[Dataset records]

******************************

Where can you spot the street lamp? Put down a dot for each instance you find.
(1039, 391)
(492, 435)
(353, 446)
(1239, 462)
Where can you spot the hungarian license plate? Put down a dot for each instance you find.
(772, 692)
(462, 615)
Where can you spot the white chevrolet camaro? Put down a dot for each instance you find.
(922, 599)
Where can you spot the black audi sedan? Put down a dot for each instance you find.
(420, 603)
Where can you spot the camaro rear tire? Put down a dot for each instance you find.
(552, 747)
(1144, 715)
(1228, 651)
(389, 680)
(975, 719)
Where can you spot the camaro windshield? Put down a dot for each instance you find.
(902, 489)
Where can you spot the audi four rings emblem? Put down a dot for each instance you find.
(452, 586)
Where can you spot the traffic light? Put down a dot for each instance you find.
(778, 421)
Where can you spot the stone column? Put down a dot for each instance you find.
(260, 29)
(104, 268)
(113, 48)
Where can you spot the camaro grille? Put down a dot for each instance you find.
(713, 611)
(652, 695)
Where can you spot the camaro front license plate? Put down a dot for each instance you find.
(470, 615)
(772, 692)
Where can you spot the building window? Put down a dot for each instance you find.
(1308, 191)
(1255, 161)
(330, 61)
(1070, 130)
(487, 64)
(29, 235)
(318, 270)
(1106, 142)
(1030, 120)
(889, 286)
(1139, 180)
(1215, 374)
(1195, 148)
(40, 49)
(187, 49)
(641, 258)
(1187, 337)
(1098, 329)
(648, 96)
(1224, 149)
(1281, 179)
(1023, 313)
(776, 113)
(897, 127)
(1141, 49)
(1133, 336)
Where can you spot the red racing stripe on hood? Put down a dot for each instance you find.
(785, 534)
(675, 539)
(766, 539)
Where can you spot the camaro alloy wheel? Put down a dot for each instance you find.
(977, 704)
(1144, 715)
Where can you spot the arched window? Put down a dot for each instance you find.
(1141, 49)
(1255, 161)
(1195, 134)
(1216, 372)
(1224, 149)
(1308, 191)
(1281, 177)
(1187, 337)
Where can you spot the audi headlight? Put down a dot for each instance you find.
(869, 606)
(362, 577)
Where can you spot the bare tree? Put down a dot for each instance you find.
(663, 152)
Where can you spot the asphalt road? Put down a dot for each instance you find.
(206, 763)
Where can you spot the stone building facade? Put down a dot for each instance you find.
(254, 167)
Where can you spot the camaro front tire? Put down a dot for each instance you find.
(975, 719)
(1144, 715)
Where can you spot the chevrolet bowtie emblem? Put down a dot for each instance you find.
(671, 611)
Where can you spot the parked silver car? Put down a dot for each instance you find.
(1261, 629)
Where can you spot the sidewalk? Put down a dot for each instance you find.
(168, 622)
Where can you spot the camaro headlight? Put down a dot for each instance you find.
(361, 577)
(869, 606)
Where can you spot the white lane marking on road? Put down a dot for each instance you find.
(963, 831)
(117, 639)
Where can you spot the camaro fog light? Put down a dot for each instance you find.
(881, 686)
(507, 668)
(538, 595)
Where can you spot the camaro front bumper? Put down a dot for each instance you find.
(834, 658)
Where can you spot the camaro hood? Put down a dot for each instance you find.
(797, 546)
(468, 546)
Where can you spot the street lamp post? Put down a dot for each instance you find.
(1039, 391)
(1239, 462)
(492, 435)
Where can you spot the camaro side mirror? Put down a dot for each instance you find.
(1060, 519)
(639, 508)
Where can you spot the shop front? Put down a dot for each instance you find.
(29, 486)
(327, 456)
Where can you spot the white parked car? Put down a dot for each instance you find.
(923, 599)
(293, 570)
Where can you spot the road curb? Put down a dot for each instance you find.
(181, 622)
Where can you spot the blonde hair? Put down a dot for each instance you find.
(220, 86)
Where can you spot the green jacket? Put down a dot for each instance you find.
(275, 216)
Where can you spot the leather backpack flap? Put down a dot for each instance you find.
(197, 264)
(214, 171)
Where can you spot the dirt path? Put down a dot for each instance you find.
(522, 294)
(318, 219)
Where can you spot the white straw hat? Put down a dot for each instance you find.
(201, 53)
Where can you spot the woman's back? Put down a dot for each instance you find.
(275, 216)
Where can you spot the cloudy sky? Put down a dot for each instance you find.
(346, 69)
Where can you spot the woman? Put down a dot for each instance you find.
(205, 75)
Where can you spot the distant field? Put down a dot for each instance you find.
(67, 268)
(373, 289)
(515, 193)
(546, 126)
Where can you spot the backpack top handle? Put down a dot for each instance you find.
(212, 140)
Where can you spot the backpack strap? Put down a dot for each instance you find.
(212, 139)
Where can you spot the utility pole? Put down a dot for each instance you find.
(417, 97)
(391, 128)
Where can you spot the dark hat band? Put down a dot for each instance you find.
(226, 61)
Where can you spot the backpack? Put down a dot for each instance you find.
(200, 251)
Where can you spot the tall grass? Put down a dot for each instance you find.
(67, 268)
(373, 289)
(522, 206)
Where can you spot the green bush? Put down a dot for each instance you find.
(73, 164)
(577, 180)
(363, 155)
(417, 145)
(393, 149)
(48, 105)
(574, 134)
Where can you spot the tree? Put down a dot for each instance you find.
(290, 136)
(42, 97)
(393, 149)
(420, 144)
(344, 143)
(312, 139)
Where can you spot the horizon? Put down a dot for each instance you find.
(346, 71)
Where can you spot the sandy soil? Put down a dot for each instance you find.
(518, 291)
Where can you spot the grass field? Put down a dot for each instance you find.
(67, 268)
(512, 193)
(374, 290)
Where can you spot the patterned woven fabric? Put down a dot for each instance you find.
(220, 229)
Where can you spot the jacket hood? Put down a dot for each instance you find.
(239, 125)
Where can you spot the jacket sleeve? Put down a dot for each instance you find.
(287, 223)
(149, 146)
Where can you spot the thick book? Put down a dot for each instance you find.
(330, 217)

******************************

▶ WHAT THE EXERCISE ASKS: Extract the full listing above without alteration.

▶ SOLUTION FOR THIS EXERCISE:
Where can you spot the street lamp? Put down a dot for each instance you find.
(1039, 391)
(492, 435)
(353, 446)
(1239, 462)
Where can you spot the hungarian license plate? Put down a dot for each instance you find.
(772, 692)
(462, 615)
Where can you spot the white chevrolet camaro? Put down a dot for each instance you find.
(922, 599)
Where can you spot the black audi sedan? Put down a dot for each instance you find.
(420, 603)
Where can you spot the camaro rear tire? Put down a dot for each instance you find.
(552, 747)
(1144, 715)
(1228, 651)
(389, 680)
(975, 719)
Where can you spot the camaro windshield? Put down a dot for each instance you find.
(902, 489)
Where can you spot the audi four rings emblem? Put down a dot for each instance you find.
(452, 586)
Where can you spot the traffic light? Put down a dot for each instance you find.
(778, 421)
Where can you spot the stone column? Put down a dot for each instance you find.
(260, 29)
(104, 268)
(113, 48)
Where can you spot the camaro grille? Put down a dot for each instance you find.
(713, 611)
(652, 695)
Where can you spot the camaro front license plate? Put down a dot for each instance you find.
(470, 615)
(772, 692)
Where can you spot the building window? Put down a dot for each instance you find.
(1308, 191)
(1255, 161)
(330, 61)
(1070, 130)
(487, 64)
(29, 235)
(318, 270)
(1106, 142)
(1030, 120)
(889, 286)
(1139, 180)
(1215, 374)
(1195, 148)
(40, 49)
(187, 49)
(641, 258)
(1187, 337)
(1098, 329)
(648, 96)
(1224, 149)
(1281, 179)
(1023, 313)
(776, 113)
(897, 127)
(1141, 49)
(1133, 336)
Where can you spot the red racing stripe on hood? Put down a dot for each instance you find.
(785, 534)
(675, 539)
(766, 539)
Where can you spot the camaro alloy wheel? Put down a dot for each instance you find.
(977, 704)
(1144, 715)
Where can you spot the arched window? Put down a dot for each instance you find.
(1141, 49)
(1255, 161)
(1195, 134)
(1216, 372)
(1224, 149)
(1308, 191)
(1281, 177)
(1187, 337)
Where can you spot the audi headlight? Put down a dot for each instance you find.
(869, 606)
(362, 577)
Where can you spot the bare tree? Put down a dot for each instance you find.
(663, 152)
Where can you spot the asphalt road? Put down a dot for each instance you find.
(206, 763)
Where can you spot the stone building facade? Put down a dot for each instance you find.
(254, 167)
Where can you spot the camaro front tire? Put down a dot for each instance you find.
(975, 719)
(1144, 715)
Where can you spot the chevrolet bowtie emblem? Put down a dot for each instance you find.
(671, 611)
Where can you spot the parked silver car? Put down a dot for each instance you find.
(1261, 629)
Where can you spot the sidewalk? Put down a dot for each instance you find.
(168, 622)
Where can you spot the camaro headlight? Put down a dot for each instance you find.
(361, 577)
(869, 606)
Where can you spot the white lane marking on road? Put down a dot for each instance you find.
(963, 831)
(117, 639)
Where can you spot the camaro fog light? Put down a dot for each instance you find.
(881, 686)
(507, 668)
(538, 595)
Where can you spot the camaro front bumper? Put down a dot for each instance you find.
(834, 658)
Where can you spot the camaro hood? Put down a dot for each instance you find.
(797, 546)
(468, 546)
Where can you spot the street lamp post? Put down a dot for each instance you find.
(1039, 391)
(1239, 462)
(492, 435)
Where can you spot the camaro side mirror? Put down a dot for each instance you find.
(1060, 519)
(639, 508)
Where can you spot the shop front? Put down a dot for each instance you find.
(29, 486)
(327, 456)
Where can you spot the white parked car? Put down a dot for each instance you find.
(923, 599)
(293, 570)
Where can you spot the road curb? Put down a dot for each instance you find.
(181, 622)
Where can you spot the blonde hair? Put down a dot for each instance you find.
(220, 86)
Where can you spot the green jacket? Put down a dot for each instance you find.
(275, 216)
Where can you spot the leather backpack flap? Put down a dot for each instance you find.
(197, 264)
(214, 171)
Where can you spot the dirt path? Put down a dot for each instance you find.
(522, 294)
(318, 219)
Where can you spot the white straw hat? Put down a dot for each instance you find.
(201, 53)
Where can you spot the woman's back? Put down a dot for each instance you find.
(275, 216)
Where can you spot the cloudy sky? Put down a dot for each instance you find.
(346, 69)
Where can you spot the woman? Put down a dot for each instance you find.
(205, 75)
Where can you spot the distant field? Put down a dot for each instance you find.
(67, 268)
(373, 289)
(515, 193)
(546, 126)
Where can you spot the backpack top handle? Put down a dot for each instance you find.
(212, 140)
Where can you spot the backpack strap? Put down a dot for each instance you find.
(212, 139)
Where can you spot the utility pole? Put down a dot for each instance you find.
(417, 97)
(391, 128)
Where can you spot the dark hat band? Put down a dot for each instance you find.
(226, 61)
Where can you spot the backpack? Put down a dot for each instance you find.
(200, 251)
Where can you spot the tall grass? Put down a dot for each instance you find.
(67, 268)
(373, 289)
(522, 206)
Where can you spot the green bush? Put down a dot for each instance you find.
(73, 164)
(577, 180)
(363, 155)
(417, 145)
(393, 149)
(48, 105)
(574, 134)
Where can you spot the tree? Put down a dot for each instance you find.
(290, 136)
(42, 97)
(393, 149)
(420, 144)
(344, 143)
(312, 139)
Where can you spot the horizon? Put down a dot for each instance you find.
(346, 71)
Where can you spot the sandy soil? Put down a dot for each instance you find.
(518, 291)
Where can you spot the grass field? Put down a dot for each instance you find.
(67, 268)
(512, 193)
(374, 290)
Where can you spot the patterned woven fabric? Put down a dot for each instance you find.
(220, 229)
Where can you spot the jacket hood? Put down a dot for each instance you find.
(239, 125)
Where can you spot the jacket sleeve? Put down a dot for each instance you find.
(287, 223)
(149, 146)
Where can you spot the thick book? Put down a dot for each instance you find.
(330, 217)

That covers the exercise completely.